*What needs to be done*. Continue the abstract on using deep learning to predict gross-total resection in pituitary adenoma surgery, picking up after its last sentence.

*Extract*.
◆ ◆ ◆ ◆

Victor E. Staartjes, Carlo Serra, Giovanni Muscas, Nicolai Maldaner, Kevin Akeret, Christiaan H. B. van Niftrik, Jorn Fierstra, David Holzmann, and Luca Regli

OBJECTIVE

Gross-total resection (GTR) is often the primary surgical goal in transsphenoidal surgery for pituitary adenoma. Existing classifications are effective at predicting GTR but are often hampered by limited discriminatory ability in moderate cases and by poor interrater agreement. Deep learning, a subset of machine learning, has recently established itself as highly effective in forecasting medical outcomes. In this pilot study, the authors aimed to evaluate the utility of using deep learning to predict GTR after transsphenoidal surgery for pituitary adenoma.

METHODS

Data from a prospective registry were used. The authors trained a deep neural network to predict GTR from 16 preoperatively available radiological and procedural variables. Class imbalance adjustment, cross-validation, and random dropout were applied to prevent overfitting and ensure robustness of the predictive model. The authors subsequently compared the deep learning model to a conventional logistic regression model and to the Knosp classification as a gold standard.

◆ ◆ ◆ ◆

Referring expression data
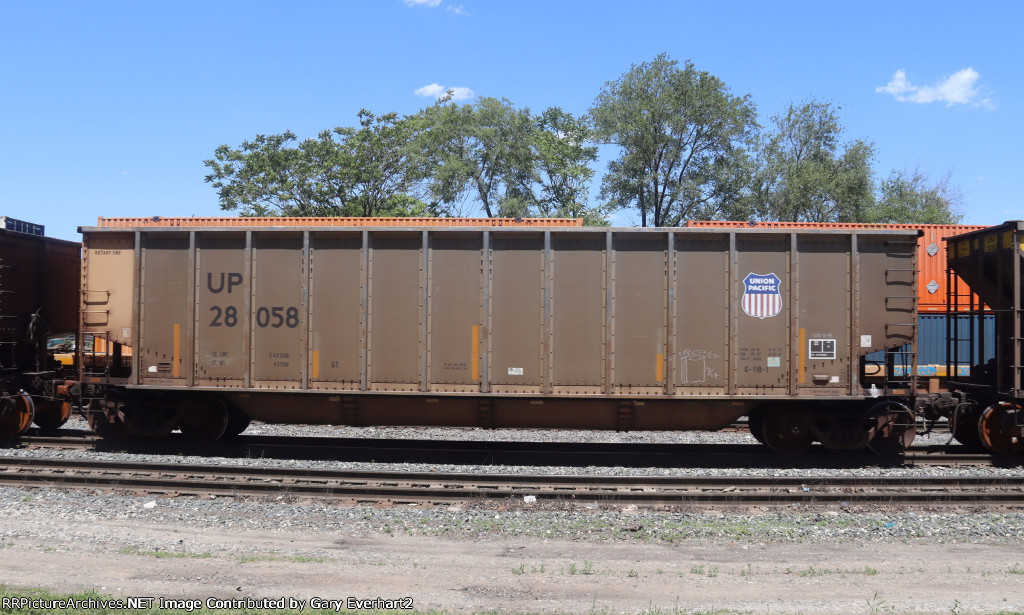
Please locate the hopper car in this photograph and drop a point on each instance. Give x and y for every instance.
(39, 281)
(534, 324)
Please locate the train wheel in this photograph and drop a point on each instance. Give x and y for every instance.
(16, 412)
(51, 413)
(996, 426)
(204, 419)
(892, 428)
(786, 432)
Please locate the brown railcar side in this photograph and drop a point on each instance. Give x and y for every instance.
(573, 327)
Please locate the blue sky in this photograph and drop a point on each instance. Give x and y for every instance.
(109, 108)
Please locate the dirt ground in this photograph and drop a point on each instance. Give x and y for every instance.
(515, 575)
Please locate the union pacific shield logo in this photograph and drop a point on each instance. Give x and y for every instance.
(762, 295)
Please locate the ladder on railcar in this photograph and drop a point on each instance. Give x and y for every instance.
(901, 321)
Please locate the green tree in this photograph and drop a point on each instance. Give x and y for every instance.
(802, 175)
(911, 198)
(562, 156)
(365, 171)
(682, 138)
(492, 155)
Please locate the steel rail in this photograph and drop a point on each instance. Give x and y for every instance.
(446, 487)
(919, 455)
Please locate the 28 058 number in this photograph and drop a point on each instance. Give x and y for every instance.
(273, 317)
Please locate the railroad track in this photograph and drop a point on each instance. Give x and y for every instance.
(521, 453)
(400, 487)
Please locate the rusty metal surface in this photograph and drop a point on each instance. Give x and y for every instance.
(37, 272)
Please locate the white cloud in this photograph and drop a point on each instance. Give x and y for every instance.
(958, 88)
(436, 91)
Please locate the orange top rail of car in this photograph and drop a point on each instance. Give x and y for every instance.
(155, 221)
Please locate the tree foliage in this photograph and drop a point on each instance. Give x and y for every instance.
(506, 161)
(804, 174)
(911, 198)
(682, 139)
(687, 148)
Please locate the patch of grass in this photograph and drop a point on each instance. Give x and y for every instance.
(588, 568)
(272, 558)
(134, 551)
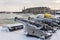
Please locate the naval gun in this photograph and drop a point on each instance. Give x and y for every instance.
(35, 29)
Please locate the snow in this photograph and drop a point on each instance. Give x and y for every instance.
(20, 35)
(56, 36)
(16, 35)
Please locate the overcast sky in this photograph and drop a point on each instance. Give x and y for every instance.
(18, 5)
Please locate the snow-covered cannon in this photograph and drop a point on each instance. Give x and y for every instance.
(36, 29)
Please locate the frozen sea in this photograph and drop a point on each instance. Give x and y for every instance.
(20, 34)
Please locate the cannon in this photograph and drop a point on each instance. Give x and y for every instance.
(36, 29)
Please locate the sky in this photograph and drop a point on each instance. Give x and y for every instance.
(18, 5)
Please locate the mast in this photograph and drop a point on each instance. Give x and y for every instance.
(24, 9)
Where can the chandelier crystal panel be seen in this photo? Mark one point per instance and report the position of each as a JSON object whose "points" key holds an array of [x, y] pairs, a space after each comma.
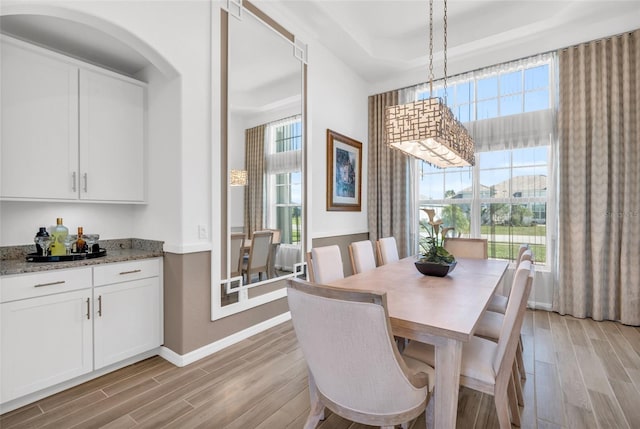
{"points": [[427, 130]]}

◆ ◆ ◆ ◆

*Response to this exercise*.
RESULTS

Overall, 140 patients who underwent endoscopic transsphenoidal surgery were included. GTR was achieved in 95 patients (68%), with a mean extent of resection of 96.8% ± 10.6%. Intraoperative high-field MRI was used in 116 (83%) procedures. The deep learning model achieved excellent area under the curve (AUC; 0.96), accuracy (91%), sensitivity (94%), and specificity (89%). This represents an improvement in comparison with the Knosp classification (AUC: 0.87, accuracy: 81%, sensitivity: 92%, specificity: 70%) and a statistically significant improvement in comparison with logistic regression (AUC: 0.86, accuracy: 82%, sensitivity: 81%, specificity: 83%) (all p < 0.001).

CONCLUSIONS

In this pilot study, the authors demonstrated the utility of applying deep learning to preoperatively predict the likelihood of GTR with excellent performance. Further training and validation in a prospective multicentric cohort will enable the development of an easy-to-use interface for use in clinical practice.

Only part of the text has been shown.